Text provided:
###

TITLE: Increasing Duplication to Eliminate Duplication AUTHOR: Eugene Wallingford DATE: February 27, 2010 9:40 AM DESC: ----- BODY: In a recent entry, I discussed how Kent Beck' design advice "Exploit Symmetries" improves our ability to refactor code. When we take two things that are similar and separate them into parts that are either identical or different, we maximize the repetition in our code. This enables us to factor the repetition in the sharpest way. Here is a simple example from Scheme. Suppose we are writing a procedure to walk down a vector and count how many of items satisfy a particular condition. Along the way, we might produce code something like this:
  (define count-occurrences-of-test-at
    (lambda (test? von position)
      (if (>= position (vector-length von))
          0
          (if (test? (vector-ref von position))
              (+ 1 (count-occurrences-of-test-at test? von (+ position 1)))
              (count-occurrences-of-test-at test? von (+ position 1))))))
Our procedure duplicates code, but it may not be obvious at first how to factor it away. The problem is that the duplication occurs nested in a larger expression at two different levels: one is a consequent of the if expression, and the other is part of the computation that is the other consequent. As a first step, we can increase the symmetry in our code by rewriting the else clause as a similar computation:
  (define count-occurrences-of-test-at
    (lambda (test? von position)
      (if (>= position (vector-length von))
          0
          (if (test? (vector-ref von position))
              (+ 1 (count-occurrences-of-test-at test? von (+ position 1)))
              (+ 0 (count-occurrences-of-test-at test? von (+ position 1)))))))
Now we see that the duplicated code is always part of the value of expression, and the if expression itself is about choosing whether to add 1 or 0 to the value of the recursive call. We can use one of the distributive laws of code to factor out the repetition:
  (define count-occurrences-of-test-at
    (lambda (test? von position)

###

To be done:
• 1. Using the refactoring post, answer each question:
(a) Whose design advice does the post discuss, and what is that advice called?
(b) What does the example procedure count?
(c) In the second version of the code, what is added to the recursive call in the else clause?
• 2. Does the refactoring post support each statement below? Answer yes or no, and quote the words that settle it.
(a) In the first version of the code, the duplication occurs at a single level of nesting.
(b) After the rewrite, the if expression only chooses whether to add 1 or 0 to the value of the recursive call.
(c) The example procedure walks down a list.

###

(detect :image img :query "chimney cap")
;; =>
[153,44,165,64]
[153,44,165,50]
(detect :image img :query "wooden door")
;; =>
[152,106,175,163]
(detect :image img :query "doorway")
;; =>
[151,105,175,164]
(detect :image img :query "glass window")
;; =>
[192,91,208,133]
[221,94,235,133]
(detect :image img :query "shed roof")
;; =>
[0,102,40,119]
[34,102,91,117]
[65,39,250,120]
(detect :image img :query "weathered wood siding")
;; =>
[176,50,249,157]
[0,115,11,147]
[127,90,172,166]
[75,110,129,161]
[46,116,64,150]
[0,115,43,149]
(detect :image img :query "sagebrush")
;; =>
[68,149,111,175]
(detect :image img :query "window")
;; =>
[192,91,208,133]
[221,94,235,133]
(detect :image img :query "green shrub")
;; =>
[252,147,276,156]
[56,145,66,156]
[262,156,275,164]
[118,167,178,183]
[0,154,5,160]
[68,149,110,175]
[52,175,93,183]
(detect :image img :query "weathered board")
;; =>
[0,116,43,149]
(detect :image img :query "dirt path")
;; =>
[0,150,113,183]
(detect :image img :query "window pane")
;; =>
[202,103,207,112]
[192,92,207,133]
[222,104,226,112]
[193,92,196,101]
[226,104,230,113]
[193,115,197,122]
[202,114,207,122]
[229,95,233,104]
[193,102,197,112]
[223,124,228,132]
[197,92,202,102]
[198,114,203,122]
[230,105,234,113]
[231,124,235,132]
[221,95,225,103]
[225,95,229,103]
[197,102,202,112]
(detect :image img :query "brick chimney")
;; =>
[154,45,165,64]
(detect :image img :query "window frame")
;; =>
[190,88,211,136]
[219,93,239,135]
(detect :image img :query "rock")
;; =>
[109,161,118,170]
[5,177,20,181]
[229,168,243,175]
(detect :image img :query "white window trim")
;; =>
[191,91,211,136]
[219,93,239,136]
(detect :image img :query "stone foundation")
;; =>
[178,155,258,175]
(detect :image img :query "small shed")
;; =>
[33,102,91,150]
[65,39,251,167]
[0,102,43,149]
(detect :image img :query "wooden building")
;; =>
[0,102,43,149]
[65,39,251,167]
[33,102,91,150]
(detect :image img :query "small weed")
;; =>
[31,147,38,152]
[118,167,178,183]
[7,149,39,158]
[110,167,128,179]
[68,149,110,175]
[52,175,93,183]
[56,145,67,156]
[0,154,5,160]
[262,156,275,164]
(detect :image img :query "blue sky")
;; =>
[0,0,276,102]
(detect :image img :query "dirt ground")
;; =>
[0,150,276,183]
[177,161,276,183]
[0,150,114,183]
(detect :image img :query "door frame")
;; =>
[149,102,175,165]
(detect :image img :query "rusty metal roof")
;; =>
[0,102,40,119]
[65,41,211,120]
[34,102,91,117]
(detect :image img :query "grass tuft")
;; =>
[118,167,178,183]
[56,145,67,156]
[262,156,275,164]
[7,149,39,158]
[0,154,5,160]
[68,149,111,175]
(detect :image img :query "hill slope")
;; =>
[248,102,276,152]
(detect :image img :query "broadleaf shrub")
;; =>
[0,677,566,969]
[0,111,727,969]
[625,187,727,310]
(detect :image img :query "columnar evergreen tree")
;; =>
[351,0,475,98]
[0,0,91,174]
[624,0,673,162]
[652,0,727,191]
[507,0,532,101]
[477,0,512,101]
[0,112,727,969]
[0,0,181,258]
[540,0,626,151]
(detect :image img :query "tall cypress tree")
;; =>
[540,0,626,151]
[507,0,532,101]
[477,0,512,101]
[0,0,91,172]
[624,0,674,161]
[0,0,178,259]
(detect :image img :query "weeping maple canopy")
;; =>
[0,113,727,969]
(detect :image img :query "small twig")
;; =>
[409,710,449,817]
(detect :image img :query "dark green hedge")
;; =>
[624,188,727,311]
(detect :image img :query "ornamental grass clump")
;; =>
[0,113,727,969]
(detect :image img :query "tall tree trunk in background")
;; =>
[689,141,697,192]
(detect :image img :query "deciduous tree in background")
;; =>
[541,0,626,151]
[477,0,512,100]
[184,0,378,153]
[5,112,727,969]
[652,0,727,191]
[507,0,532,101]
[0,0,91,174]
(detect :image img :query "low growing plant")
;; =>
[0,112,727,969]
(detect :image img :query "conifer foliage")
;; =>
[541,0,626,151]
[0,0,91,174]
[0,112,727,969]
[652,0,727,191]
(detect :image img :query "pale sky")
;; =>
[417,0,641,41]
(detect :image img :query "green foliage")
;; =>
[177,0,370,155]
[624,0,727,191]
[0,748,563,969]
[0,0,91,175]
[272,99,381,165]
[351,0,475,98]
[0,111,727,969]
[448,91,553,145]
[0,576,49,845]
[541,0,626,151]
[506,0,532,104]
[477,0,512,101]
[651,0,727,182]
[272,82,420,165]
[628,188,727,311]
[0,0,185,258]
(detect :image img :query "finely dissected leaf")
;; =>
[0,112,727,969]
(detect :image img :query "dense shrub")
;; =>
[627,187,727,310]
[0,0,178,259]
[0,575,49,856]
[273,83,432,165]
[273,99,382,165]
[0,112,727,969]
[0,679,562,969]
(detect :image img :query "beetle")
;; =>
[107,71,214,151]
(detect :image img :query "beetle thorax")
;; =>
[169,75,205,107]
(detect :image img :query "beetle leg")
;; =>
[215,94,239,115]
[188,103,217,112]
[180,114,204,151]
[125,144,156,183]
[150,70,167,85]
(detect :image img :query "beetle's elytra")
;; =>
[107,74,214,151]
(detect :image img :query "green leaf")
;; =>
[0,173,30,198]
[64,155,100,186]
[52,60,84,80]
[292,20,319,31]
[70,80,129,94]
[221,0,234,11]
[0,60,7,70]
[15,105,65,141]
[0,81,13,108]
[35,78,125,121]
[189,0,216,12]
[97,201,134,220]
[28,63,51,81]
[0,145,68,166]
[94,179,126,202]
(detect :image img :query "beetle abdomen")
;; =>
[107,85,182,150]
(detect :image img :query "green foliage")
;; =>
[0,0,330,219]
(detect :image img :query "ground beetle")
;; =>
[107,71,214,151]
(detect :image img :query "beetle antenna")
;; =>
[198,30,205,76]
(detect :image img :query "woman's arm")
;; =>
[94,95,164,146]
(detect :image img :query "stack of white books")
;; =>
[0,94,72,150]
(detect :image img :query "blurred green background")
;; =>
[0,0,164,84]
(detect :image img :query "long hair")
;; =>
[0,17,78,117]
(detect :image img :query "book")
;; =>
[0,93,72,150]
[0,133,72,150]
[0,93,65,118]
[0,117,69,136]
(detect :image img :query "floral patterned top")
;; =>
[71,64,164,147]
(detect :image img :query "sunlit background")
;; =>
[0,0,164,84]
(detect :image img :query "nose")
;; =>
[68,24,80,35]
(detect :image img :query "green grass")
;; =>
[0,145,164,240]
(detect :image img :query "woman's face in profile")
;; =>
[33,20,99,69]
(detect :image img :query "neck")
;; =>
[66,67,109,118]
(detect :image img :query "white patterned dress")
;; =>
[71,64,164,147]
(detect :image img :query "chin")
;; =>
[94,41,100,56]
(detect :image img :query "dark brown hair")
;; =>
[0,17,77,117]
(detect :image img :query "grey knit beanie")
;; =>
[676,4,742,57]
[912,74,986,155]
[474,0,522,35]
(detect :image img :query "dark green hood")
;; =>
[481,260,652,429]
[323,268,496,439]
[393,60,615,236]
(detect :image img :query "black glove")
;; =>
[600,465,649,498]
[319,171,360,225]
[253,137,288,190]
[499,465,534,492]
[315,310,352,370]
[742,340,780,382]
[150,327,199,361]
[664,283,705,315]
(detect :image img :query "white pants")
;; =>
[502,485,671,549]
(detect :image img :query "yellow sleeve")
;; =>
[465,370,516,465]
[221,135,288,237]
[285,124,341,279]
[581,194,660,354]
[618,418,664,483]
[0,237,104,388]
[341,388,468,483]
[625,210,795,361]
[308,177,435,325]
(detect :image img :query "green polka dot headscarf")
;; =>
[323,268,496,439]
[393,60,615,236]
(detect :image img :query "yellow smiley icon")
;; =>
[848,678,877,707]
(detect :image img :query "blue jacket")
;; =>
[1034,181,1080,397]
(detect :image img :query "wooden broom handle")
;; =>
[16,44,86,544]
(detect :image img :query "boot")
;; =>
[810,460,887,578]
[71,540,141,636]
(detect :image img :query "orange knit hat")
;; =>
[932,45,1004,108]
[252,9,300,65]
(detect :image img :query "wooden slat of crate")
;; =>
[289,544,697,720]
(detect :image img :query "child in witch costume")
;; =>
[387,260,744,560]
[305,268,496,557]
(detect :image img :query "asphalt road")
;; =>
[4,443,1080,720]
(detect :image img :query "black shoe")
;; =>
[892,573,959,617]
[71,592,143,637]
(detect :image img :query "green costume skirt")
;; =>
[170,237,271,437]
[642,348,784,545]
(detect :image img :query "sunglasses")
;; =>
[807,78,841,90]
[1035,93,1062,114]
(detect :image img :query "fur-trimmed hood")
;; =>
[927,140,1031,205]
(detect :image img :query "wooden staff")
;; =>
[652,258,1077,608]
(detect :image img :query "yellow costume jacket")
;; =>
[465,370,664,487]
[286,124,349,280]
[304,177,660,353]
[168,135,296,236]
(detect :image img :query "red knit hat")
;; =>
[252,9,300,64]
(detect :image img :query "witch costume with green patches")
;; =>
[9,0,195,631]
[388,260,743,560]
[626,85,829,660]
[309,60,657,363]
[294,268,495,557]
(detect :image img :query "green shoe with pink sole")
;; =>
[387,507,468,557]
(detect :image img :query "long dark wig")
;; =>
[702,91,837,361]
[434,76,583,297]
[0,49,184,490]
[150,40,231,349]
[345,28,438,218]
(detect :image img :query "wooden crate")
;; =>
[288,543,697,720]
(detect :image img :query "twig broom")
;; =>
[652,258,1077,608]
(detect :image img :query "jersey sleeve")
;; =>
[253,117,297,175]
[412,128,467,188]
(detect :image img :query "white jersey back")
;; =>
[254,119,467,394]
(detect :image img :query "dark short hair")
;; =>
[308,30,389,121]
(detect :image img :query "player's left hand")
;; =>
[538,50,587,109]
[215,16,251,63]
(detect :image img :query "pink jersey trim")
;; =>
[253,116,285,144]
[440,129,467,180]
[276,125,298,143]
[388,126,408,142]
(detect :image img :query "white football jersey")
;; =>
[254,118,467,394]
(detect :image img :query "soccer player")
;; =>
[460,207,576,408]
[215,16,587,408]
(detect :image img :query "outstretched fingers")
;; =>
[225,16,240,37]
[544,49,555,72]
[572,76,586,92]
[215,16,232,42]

###

The results:
• 1.
(a) Kent Beck's advice, "Exploit Symmetries."
(b) How many items in a vector satisfy a particular condition.
(c) 0.

• 2.
(a) No: "the duplication occurs nested in a larger expression at two different levels"
(b) Yes: "the if expression itself is about choosing whether to add 1 or 0 to the value of the recursive call"
(c) No: "walk down a vector and count how many of items satisfy a particular condition"